Exercise instructions:
Starting at the line that contains "Expected output: for each instance of the plant", copy each line through the end of the listing below. Include both ends and output nothing more.

Provided data:
+ + +
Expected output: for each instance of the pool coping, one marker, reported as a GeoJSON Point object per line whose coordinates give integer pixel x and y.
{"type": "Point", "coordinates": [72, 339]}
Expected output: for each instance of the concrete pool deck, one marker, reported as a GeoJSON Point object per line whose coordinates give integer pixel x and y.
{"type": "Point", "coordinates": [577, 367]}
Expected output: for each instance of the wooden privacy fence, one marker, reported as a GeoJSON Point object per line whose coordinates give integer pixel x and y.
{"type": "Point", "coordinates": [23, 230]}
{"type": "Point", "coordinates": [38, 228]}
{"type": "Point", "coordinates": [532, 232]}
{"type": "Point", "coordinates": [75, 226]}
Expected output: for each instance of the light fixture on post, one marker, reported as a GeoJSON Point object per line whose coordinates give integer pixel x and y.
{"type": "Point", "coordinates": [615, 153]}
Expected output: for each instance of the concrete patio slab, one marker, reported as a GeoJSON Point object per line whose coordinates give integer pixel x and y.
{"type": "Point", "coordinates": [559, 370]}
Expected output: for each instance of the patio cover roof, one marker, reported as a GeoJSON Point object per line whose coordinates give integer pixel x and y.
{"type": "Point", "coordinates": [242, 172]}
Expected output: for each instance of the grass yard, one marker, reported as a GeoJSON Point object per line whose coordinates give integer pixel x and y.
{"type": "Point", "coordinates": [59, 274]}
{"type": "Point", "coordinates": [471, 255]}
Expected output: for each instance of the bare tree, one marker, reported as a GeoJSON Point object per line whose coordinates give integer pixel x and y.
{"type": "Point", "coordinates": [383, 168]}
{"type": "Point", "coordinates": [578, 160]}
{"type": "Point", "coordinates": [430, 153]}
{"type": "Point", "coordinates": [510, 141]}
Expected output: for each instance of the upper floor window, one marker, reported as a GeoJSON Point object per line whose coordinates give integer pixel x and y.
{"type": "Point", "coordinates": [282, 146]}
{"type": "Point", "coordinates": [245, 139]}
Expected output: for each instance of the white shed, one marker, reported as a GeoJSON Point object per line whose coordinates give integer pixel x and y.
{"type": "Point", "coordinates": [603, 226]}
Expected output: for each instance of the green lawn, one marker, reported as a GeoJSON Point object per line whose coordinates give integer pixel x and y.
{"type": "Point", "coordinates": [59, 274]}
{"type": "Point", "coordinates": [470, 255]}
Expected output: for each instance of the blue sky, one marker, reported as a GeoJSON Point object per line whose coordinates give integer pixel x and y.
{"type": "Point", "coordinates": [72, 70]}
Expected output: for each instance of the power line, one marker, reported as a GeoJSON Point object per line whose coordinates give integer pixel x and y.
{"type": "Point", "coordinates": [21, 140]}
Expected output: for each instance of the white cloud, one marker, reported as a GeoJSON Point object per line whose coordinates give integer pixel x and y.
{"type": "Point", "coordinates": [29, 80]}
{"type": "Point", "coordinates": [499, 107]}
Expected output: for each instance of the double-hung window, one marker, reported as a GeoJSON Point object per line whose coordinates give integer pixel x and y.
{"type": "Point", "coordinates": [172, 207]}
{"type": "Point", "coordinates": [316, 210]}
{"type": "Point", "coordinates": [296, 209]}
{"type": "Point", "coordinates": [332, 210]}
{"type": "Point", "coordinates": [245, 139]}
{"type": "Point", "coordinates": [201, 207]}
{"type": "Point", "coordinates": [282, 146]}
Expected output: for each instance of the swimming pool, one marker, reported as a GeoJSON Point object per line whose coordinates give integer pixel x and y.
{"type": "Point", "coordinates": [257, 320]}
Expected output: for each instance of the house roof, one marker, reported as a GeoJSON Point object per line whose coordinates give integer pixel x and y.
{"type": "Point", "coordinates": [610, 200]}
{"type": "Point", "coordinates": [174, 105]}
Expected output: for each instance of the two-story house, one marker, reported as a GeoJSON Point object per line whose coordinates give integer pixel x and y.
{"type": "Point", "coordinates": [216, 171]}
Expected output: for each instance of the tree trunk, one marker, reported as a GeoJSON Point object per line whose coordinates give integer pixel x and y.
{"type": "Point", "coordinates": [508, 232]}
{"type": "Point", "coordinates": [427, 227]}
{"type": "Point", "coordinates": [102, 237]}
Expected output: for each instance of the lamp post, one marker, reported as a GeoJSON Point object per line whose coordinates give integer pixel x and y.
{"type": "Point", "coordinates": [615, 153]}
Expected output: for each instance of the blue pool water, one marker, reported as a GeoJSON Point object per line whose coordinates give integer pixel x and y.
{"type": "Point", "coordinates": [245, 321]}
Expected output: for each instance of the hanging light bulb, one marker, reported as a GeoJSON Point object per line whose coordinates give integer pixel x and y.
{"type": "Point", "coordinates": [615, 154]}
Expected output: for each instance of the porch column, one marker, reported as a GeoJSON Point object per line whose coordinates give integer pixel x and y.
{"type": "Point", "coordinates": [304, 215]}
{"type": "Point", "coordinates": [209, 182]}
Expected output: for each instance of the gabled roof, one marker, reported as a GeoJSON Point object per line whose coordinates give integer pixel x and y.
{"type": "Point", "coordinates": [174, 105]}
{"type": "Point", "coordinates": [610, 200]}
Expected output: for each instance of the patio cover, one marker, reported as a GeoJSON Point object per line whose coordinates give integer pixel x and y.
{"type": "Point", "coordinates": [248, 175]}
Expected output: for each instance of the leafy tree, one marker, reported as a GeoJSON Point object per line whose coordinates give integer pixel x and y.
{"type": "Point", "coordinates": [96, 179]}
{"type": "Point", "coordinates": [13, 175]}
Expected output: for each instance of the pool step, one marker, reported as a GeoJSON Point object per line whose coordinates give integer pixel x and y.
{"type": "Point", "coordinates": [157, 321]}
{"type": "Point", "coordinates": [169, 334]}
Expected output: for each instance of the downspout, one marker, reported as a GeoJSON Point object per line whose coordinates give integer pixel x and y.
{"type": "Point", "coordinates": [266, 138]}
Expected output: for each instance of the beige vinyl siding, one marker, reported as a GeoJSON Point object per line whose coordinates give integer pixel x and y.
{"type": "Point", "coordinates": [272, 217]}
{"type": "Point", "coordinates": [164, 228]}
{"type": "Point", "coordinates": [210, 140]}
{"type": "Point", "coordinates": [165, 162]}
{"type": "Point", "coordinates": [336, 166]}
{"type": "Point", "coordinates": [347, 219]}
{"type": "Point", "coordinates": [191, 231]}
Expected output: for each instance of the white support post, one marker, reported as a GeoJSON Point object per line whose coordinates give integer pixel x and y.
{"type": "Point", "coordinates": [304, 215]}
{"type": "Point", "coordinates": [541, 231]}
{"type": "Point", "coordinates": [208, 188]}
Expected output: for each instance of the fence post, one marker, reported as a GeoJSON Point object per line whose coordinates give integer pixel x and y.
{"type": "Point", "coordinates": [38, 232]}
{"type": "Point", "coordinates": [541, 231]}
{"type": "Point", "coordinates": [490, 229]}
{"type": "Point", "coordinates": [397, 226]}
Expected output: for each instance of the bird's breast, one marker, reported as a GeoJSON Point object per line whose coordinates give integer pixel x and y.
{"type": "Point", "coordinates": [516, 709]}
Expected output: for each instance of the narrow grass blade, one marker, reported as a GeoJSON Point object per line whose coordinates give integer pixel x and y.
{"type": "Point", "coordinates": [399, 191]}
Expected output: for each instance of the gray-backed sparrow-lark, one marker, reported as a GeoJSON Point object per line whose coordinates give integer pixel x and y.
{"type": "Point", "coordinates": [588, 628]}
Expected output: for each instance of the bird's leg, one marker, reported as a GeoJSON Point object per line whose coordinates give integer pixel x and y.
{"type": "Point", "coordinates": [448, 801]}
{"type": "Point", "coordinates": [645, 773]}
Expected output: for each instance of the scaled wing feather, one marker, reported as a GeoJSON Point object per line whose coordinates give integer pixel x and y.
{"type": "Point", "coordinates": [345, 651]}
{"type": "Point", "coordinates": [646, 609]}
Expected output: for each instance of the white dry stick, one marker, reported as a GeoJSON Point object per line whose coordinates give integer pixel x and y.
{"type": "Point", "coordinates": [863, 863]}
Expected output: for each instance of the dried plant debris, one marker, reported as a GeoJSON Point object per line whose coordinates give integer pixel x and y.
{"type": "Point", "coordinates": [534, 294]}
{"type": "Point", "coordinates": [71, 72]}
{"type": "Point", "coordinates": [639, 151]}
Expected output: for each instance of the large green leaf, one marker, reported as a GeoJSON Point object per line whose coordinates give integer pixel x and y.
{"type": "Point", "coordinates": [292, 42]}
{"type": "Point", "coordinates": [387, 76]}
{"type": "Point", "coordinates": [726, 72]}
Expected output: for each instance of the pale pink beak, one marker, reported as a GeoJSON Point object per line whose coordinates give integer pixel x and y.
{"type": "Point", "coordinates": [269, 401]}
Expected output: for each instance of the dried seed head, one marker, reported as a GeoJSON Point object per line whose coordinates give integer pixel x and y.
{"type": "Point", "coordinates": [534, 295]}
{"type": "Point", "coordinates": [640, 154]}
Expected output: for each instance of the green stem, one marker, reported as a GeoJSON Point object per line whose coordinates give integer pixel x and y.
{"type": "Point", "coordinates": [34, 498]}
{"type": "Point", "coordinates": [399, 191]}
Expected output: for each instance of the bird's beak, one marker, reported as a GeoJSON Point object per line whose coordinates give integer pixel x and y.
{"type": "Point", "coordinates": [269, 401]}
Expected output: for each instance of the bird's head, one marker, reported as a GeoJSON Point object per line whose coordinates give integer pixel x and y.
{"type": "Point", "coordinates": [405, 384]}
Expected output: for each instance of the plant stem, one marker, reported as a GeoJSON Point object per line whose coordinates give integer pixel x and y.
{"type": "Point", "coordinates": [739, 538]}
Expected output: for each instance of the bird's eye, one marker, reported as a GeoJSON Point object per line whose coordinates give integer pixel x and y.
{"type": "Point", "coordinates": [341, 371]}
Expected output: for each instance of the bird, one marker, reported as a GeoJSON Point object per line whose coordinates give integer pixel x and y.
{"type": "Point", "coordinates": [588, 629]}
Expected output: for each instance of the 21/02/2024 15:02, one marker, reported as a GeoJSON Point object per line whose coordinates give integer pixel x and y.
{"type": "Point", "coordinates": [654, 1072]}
+ + +
Written answer:
Expected output: for each instance of the plant stem, one marker, reported as a GeoJSON Point object per line whose coordinates give integer pixel x and y.
{"type": "Point", "coordinates": [739, 538]}
Expected output: for each instance of the bird's eye, one marker, reported as a GeoJSON Point object per line whose coordinates give integer pixel x and y.
{"type": "Point", "coordinates": [341, 371]}
Expected output: for each instance of the bird, one marker, reported as a GeoJSON Point object per line whose coordinates give integer pixel x and y.
{"type": "Point", "coordinates": [588, 629]}
Expected output: for each instance of the 21/02/2024 15:02, one marker, reported as a GeoJSON Point object per line whose coordinates give integer pixel x and y.
{"type": "Point", "coordinates": [654, 1072]}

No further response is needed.